- [Supplied information]:
BEGIN
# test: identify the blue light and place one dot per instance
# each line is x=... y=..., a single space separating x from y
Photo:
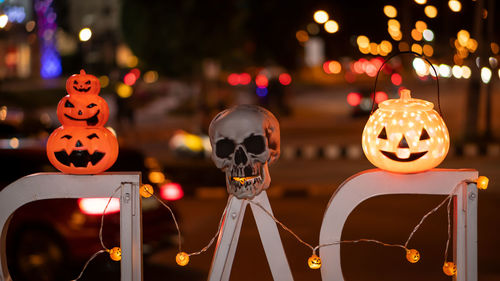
x=261 y=92
x=51 y=63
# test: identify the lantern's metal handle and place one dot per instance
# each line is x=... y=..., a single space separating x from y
x=401 y=53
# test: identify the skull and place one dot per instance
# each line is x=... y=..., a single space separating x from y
x=245 y=139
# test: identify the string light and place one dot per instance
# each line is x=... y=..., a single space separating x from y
x=146 y=190
x=450 y=268
x=482 y=182
x=182 y=259
x=115 y=253
x=412 y=255
x=314 y=262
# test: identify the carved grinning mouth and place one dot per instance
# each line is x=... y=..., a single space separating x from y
x=84 y=90
x=79 y=158
x=413 y=156
x=92 y=121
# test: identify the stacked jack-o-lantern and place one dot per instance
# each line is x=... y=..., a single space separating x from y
x=82 y=145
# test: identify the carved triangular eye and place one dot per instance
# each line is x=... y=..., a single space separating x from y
x=383 y=134
x=424 y=135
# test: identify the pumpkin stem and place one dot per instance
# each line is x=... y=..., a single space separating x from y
x=405 y=95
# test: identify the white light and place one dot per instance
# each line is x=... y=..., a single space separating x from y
END
- [What the exercise asks]: If an entry contains an image, please omit that image and print everything else verbatim.

- [Exercise answer]:
# test: identify the blue light and place one dot per instance
# each line is x=... y=..., a single space separating x from y
Photo:
x=261 y=92
x=51 y=63
# test: identify the lantern's metal handle and place one dot per instance
# each line is x=... y=..., a single space separating x from y
x=401 y=53
# test: identify the skull and place one dot per instance
# each line is x=... y=..., a single space separating x from y
x=245 y=139
# test: identify the string light and place one dot per instance
# each line is x=... y=..., a single space separating x from y
x=146 y=190
x=450 y=268
x=482 y=182
x=182 y=259
x=115 y=253
x=412 y=255
x=314 y=262
# test: identify the carved grinning mouth and place one dot per instance
# each line is x=... y=..., a single space separating x from y
x=84 y=90
x=79 y=158
x=413 y=156
x=92 y=121
# test: identify the stacked jack-o-lantern and place one dot per instance
# each line is x=... y=..., a single space separating x from y
x=82 y=145
# test: identify the carved triangular eye and place one dot per instance
# each line is x=... y=..., a single space separating x from y
x=383 y=134
x=424 y=135
# test: identify the pumpkin stem and place one dot per instance
# each line is x=... y=..., a single space separating x from y
x=405 y=95
# test: identify the white light and place one dot per instance
# each line is x=... y=..., a single space separating x from y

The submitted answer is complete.